→ EXERCISE INSTRUCTIONS
Nothing before the line containing "Objective — one point per instance of the dirt" belongs in the answer; quote that line and all lines after it through the end of the material, word for word.

# # # # # # #

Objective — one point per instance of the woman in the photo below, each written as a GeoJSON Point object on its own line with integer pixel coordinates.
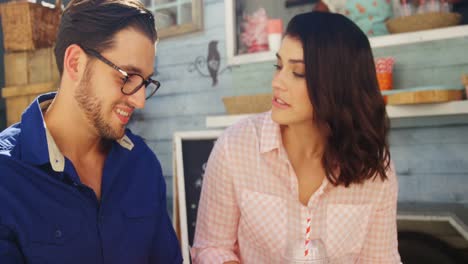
{"type": "Point", "coordinates": [322, 146]}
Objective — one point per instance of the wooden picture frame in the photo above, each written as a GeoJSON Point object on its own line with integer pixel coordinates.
{"type": "Point", "coordinates": [173, 17]}
{"type": "Point", "coordinates": [190, 154]}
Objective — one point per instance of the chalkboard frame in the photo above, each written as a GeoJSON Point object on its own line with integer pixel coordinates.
{"type": "Point", "coordinates": [180, 207]}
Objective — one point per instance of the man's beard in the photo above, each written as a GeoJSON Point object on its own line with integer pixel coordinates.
{"type": "Point", "coordinates": [92, 107]}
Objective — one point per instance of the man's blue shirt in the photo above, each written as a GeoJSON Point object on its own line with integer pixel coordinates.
{"type": "Point", "coordinates": [48, 216]}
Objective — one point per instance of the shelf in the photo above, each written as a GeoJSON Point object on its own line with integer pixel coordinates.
{"type": "Point", "coordinates": [376, 42]}
{"type": "Point", "coordinates": [394, 112]}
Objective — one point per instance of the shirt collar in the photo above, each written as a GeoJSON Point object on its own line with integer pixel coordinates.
{"type": "Point", "coordinates": [38, 146]}
{"type": "Point", "coordinates": [270, 137]}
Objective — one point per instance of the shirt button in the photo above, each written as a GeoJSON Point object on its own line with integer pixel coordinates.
{"type": "Point", "coordinates": [58, 233]}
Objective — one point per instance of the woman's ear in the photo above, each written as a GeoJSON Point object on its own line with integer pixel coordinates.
{"type": "Point", "coordinates": [74, 62]}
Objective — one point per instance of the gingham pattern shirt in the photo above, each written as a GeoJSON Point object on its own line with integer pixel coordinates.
{"type": "Point", "coordinates": [247, 186]}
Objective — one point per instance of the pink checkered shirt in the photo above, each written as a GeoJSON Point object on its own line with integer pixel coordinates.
{"type": "Point", "coordinates": [242, 210]}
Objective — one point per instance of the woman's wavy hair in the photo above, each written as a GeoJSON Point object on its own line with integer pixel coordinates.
{"type": "Point", "coordinates": [347, 103]}
{"type": "Point", "coordinates": [94, 23]}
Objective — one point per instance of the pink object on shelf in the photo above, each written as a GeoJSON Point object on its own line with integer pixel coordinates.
{"type": "Point", "coordinates": [275, 26]}
{"type": "Point", "coordinates": [275, 31]}
{"type": "Point", "coordinates": [255, 35]}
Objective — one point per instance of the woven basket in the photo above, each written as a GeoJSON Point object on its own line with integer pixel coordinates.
{"type": "Point", "coordinates": [247, 104]}
{"type": "Point", "coordinates": [29, 26]}
{"type": "Point", "coordinates": [422, 22]}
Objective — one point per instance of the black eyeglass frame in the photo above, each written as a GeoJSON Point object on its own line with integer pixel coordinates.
{"type": "Point", "coordinates": [126, 75]}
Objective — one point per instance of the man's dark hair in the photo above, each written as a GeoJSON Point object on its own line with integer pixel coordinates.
{"type": "Point", "coordinates": [93, 24]}
{"type": "Point", "coordinates": [344, 93]}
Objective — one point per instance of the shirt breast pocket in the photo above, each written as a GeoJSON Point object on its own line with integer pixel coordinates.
{"type": "Point", "coordinates": [53, 238]}
{"type": "Point", "coordinates": [346, 228]}
{"type": "Point", "coordinates": [263, 218]}
{"type": "Point", "coordinates": [139, 225]}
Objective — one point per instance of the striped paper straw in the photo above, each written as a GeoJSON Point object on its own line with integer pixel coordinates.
{"type": "Point", "coordinates": [307, 240]}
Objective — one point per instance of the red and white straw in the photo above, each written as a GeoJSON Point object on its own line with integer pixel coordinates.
{"type": "Point", "coordinates": [307, 240]}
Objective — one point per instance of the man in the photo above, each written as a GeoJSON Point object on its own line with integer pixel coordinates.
{"type": "Point", "coordinates": [76, 186]}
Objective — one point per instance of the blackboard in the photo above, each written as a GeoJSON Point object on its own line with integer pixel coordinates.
{"type": "Point", "coordinates": [191, 152]}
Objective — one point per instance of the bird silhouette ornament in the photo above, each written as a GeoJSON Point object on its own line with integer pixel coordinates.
{"type": "Point", "coordinates": [209, 66]}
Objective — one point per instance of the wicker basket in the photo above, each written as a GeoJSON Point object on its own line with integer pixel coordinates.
{"type": "Point", "coordinates": [422, 22]}
{"type": "Point", "coordinates": [247, 104]}
{"type": "Point", "coordinates": [29, 26]}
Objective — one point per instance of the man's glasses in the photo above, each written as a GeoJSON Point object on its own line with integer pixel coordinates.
{"type": "Point", "coordinates": [132, 82]}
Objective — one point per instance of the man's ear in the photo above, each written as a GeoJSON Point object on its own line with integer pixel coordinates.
{"type": "Point", "coordinates": [74, 62]}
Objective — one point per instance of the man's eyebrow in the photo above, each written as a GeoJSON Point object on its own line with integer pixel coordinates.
{"type": "Point", "coordinates": [133, 69]}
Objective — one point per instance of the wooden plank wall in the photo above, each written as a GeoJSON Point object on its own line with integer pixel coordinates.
{"type": "Point", "coordinates": [431, 161]}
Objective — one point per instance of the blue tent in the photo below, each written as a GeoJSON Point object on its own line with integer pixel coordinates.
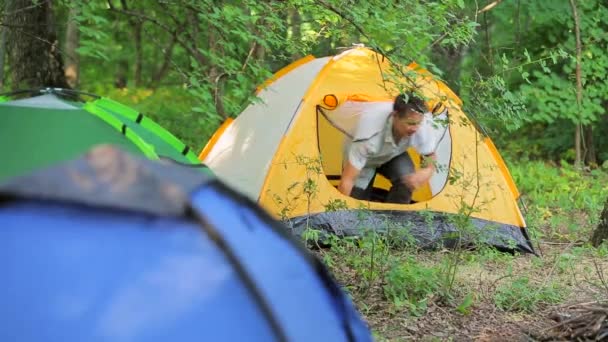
{"type": "Point", "coordinates": [113, 247]}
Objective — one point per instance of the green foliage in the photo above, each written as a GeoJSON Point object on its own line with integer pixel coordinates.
{"type": "Point", "coordinates": [410, 284]}
{"type": "Point", "coordinates": [520, 294]}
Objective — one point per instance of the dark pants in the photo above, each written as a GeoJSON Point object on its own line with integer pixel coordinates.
{"type": "Point", "coordinates": [393, 170]}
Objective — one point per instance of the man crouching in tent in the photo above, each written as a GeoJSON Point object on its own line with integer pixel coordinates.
{"type": "Point", "coordinates": [379, 145]}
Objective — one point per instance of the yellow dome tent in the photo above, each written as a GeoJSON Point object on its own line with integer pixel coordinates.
{"type": "Point", "coordinates": [285, 151]}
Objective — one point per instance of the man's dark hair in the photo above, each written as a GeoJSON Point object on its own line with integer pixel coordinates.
{"type": "Point", "coordinates": [408, 101]}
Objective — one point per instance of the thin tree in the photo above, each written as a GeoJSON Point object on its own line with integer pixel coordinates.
{"type": "Point", "coordinates": [35, 57]}
{"type": "Point", "coordinates": [72, 41]}
{"type": "Point", "coordinates": [579, 85]}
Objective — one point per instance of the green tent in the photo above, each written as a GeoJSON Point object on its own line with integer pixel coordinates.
{"type": "Point", "coordinates": [53, 125]}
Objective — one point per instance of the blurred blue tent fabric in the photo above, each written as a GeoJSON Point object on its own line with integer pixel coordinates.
{"type": "Point", "coordinates": [110, 247]}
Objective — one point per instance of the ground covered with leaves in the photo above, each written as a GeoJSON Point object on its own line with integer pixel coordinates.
{"type": "Point", "coordinates": [484, 295]}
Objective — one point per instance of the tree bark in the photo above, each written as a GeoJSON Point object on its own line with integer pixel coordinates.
{"type": "Point", "coordinates": [579, 85]}
{"type": "Point", "coordinates": [34, 48]}
{"type": "Point", "coordinates": [296, 32]}
{"type": "Point", "coordinates": [137, 26]}
{"type": "Point", "coordinates": [3, 50]}
{"type": "Point", "coordinates": [601, 231]}
{"type": "Point", "coordinates": [590, 153]}
{"type": "Point", "coordinates": [72, 41]}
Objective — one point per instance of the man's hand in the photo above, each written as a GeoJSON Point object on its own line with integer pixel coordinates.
{"type": "Point", "coordinates": [421, 176]}
{"type": "Point", "coordinates": [347, 181]}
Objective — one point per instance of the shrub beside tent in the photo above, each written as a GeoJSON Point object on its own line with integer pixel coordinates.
{"type": "Point", "coordinates": [292, 138]}
{"type": "Point", "coordinates": [52, 125]}
{"type": "Point", "coordinates": [111, 247]}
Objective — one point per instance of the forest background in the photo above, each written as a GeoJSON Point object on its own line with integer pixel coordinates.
{"type": "Point", "coordinates": [533, 74]}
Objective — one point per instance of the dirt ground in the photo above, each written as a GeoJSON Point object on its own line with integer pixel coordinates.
{"type": "Point", "coordinates": [484, 321]}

# # # # # # #

→ ANSWER TO THE PROBLEM
Objective — one point per instance of the dirt ground in the photo above, each written as a GeoJSON Point object on its own line with integer pixel coordinates.
{"type": "Point", "coordinates": [484, 321]}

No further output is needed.